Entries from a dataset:
#####

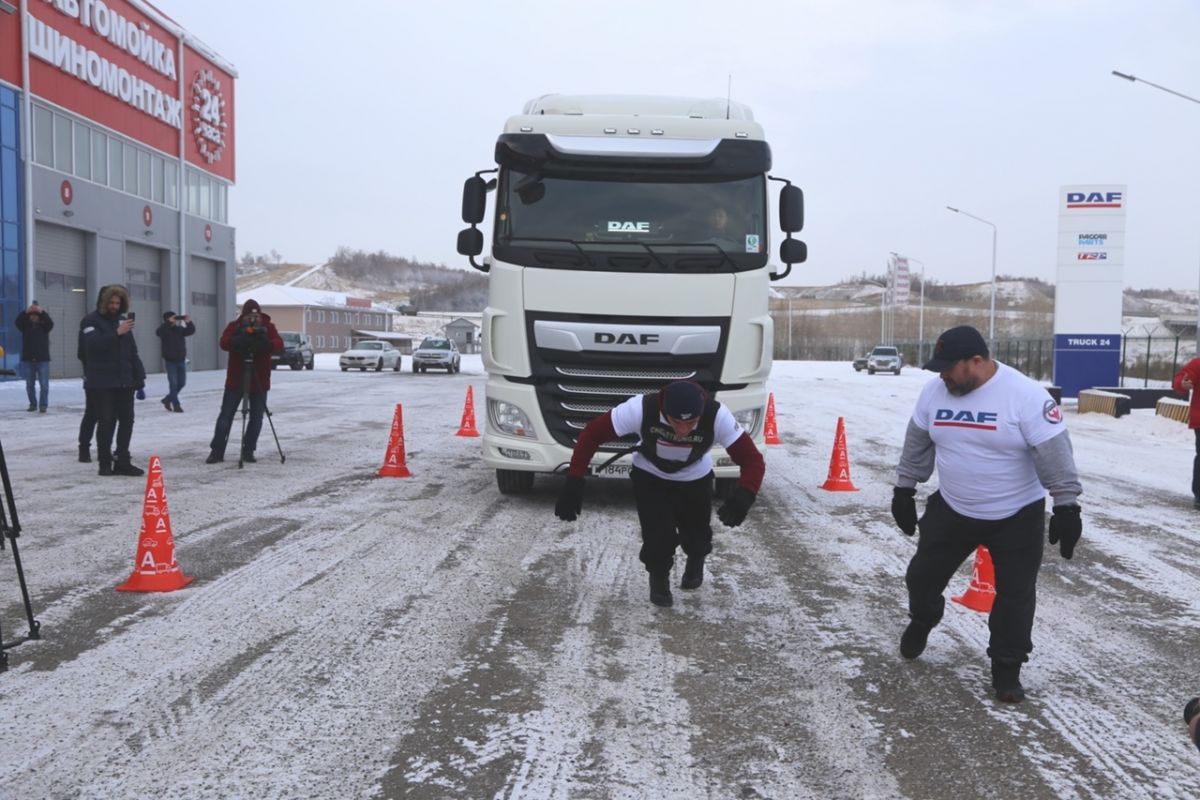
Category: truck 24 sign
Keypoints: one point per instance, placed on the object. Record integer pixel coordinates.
(1090, 282)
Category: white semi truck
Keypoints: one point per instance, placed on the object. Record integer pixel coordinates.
(629, 248)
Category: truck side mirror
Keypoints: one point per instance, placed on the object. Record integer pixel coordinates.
(791, 210)
(471, 241)
(474, 200)
(793, 251)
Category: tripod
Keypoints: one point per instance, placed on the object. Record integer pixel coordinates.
(250, 380)
(11, 528)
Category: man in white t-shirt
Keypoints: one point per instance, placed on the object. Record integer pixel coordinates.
(1000, 444)
(672, 476)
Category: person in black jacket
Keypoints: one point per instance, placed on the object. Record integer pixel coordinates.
(173, 331)
(35, 326)
(112, 372)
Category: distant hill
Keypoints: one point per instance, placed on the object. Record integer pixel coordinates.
(379, 276)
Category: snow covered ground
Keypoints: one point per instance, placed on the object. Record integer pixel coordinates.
(349, 636)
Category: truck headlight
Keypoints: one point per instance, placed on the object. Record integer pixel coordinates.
(509, 419)
(749, 420)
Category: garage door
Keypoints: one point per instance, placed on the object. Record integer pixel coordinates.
(202, 282)
(61, 288)
(143, 278)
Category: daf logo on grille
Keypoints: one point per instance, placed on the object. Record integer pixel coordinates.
(625, 338)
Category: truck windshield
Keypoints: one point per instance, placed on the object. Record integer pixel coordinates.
(613, 224)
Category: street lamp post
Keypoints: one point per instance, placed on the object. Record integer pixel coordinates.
(991, 316)
(1177, 94)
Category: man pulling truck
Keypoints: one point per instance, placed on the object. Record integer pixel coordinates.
(672, 476)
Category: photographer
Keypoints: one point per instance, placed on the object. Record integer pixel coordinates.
(113, 372)
(35, 328)
(173, 332)
(250, 340)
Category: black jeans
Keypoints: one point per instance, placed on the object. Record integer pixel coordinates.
(672, 513)
(948, 537)
(1195, 469)
(229, 403)
(114, 410)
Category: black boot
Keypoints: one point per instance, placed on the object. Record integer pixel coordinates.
(912, 641)
(693, 572)
(124, 467)
(1006, 679)
(660, 589)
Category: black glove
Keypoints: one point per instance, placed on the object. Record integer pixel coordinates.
(733, 511)
(1067, 527)
(570, 501)
(904, 509)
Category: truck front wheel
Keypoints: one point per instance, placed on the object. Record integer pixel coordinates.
(511, 481)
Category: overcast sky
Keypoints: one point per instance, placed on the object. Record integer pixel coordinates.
(358, 122)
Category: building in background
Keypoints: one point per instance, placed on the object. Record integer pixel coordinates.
(331, 320)
(117, 157)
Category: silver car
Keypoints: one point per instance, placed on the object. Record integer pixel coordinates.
(883, 359)
(437, 352)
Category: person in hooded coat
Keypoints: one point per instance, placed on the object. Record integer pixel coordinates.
(113, 372)
(250, 341)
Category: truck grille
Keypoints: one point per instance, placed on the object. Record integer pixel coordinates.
(575, 386)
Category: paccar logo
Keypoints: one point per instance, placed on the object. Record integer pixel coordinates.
(625, 338)
(1093, 199)
(948, 417)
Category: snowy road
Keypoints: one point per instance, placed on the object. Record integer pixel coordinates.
(352, 637)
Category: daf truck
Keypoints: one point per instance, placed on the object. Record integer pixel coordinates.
(630, 247)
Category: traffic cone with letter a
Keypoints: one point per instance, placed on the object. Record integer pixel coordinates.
(771, 433)
(155, 567)
(982, 593)
(839, 463)
(394, 461)
(467, 428)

#####

● **AIM**: Repeat the lines from the one containing "Category: overcast sky" through the end of the listing, exactly and without any other lines; both ends are included.

● **TASK OUTPUT**:
Category: overcast sky
Keypoints: one point per instance, placed on the object. Record integer pixel coordinates.
(358, 122)
Category: building in background
Keypoints: one point per instance, placed on the object. Record integer pixel coordinates.
(331, 320)
(117, 157)
Category: silver car
Keypoints: one point per instance, placed on the object. Record integer pixel coordinates.
(883, 359)
(437, 352)
Category: person in hooded coat
Keypoints: one point per instance, placed on the object. Record integer pixel coordinates.
(113, 372)
(250, 341)
Category: truck grille
Keypoints: one point per instance, placed on the object. Record integer pixel coordinates.
(575, 386)
Category: paccar logo
Keypoints: one point per instance, placed on the object. Record integer pixel coordinates.
(625, 338)
(1093, 199)
(948, 417)
Category: snowy road
Keypoints: one point per instance, placed on the object. Record integer pixel coordinates.
(352, 637)
Category: daf truck
Keypoints: one point per instance, placed on the object. Record integer pixel coordinates.
(630, 247)
Category: traffic cone with letter a
Keypoints: one point per instance, placed on the object. Record integer pixel coordinates.
(771, 433)
(155, 567)
(982, 593)
(839, 463)
(394, 461)
(467, 428)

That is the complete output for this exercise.